- _ESTRATTO DELLA FONTE_
<<<<

Come varia negli anni il prezzo dei veicoli in base alla tipologia?

Tendianzalmente la curva della media del prezzo tende a scendere in modo lineare con l'aumentare degli anni. Ciò è dovuto principalmente all'usura del veicolo e all'obsolescenza e senescenza che subisce nel tempo.

In [23]:
def display_price(df, age = (0,12), price = (100,100000), vehicle_type = "all", state = "all"):
    # Display the median price of vehicles depending on its type and its state.

    if state != "all":
        df = df[df["state"] == state]

    if vehicle_type != "all":
        df = df[df["type"] == vehicle_type]

    df = df[(df["age"] <= age[1]) & (df["age"] >= age[0])]

    df = df[(df["price"] >= price[0]) & (df["price"] <= price[1])]

    price_age = pd.pivot_table(df, values = "price", index = "age", aggfunc= np.median)
    price_age.columns = ["Median Price"]

    fig = plt.figure(figsize=(12,6))

>>>>

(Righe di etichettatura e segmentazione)
<<<<

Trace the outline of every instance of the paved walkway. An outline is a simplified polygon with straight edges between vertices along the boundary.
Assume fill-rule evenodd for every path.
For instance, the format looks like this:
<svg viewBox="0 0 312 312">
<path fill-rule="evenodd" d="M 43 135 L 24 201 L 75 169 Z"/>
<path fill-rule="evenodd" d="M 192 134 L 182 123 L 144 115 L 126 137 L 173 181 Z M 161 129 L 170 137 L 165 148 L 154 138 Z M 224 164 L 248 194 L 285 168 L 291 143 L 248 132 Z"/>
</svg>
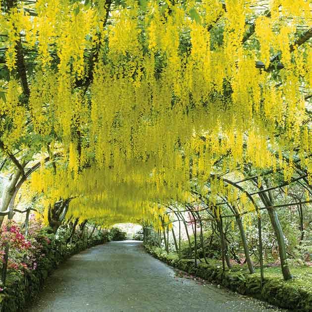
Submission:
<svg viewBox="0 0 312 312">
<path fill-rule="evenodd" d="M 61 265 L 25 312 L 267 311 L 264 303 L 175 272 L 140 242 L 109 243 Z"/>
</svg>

>>>>

- _COMPITI ED ESERCIZI_
• 1. Seleziona tutte le righe che contengono la stringa "fill", distinguendo tra maiuscole e minuscole.
• 2. Estendi il testo sull'andamento del prezzo dei veicoli negli anni, riprendendo subito dopo l'ultima riga riportata.

- _ELENCO RISPOSTE_
• 1.
Assume fill-rule evenodd for every path.
<path fill-rule="evenodd" d="M 43 135 L 24 201 L 75 169 Z"/>
<path fill-rule="evenodd" d="M 192 134 L 182 123 L 144 115 L 126 137 L 173 181 Z M 161 129 L 170 137 L 165 148 L 154 138 Z M 224 164 L 248 194 L 285 168 L 291 143 L 248 132 Z"/>
<path fill-rule="evenodd" d="M 61 265 L 25 312 L 267 311 L 264 303 L 175 272 L 140 242 L 109 243 Z"/>

• 2.
    ax = fig.add_axes([0,0,1,1])
    ax2 = fig.add_axes([0.6,0.47,.35,.35])

    ax.plot(price_age["Median Price"], lw = 5)

    ax2.set_title(f"Vehicle type: {vehicle_type}\nNumber of vehicles: {df.shape[0]}\nCountry: USA\nUS-State: {state}", fontsize = 15)
    ax2.axis('off')

    ax.set_title(f"Median price by age of the vehicles",fontsize=25)
    ax.set_ylim(0,price_age["Median Price"].max()+1000)
    ax.set_xlabel("Age", fontsize = 15)
    ax.set_ylabel("Median price in $", fontsize = 15)

    ax.tick_params(axis='both', which='major', labelsize=15) 

    plt.show()
    
    
df = df.dropna(subset=["type"])
    
df = df[df.year.notnull()]
df["age"] = df.year.apply(lambda x: int(2020-x))
df = df[(df.age >= 0) & (df.age <= 30)]
    

for t in df.type.unique()[:5]:
    display_price(df, vehicle_type=t)